**Task to carry out:** Format each line of the listing below as a JSON list of strings, one string per line, with blank lines omitted.

Collected data
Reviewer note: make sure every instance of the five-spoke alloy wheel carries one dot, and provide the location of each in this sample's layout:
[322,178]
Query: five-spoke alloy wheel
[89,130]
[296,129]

**Written answer:**
[
  "Reviewer note: make sure every instance of the five-spoke alloy wheel carries one dot, and provide the location of each in this sample's layout:",
  "[322,178]",
  "Query: five-spoke alloy wheel",
  "[89,130]",
  "[296,129]"
]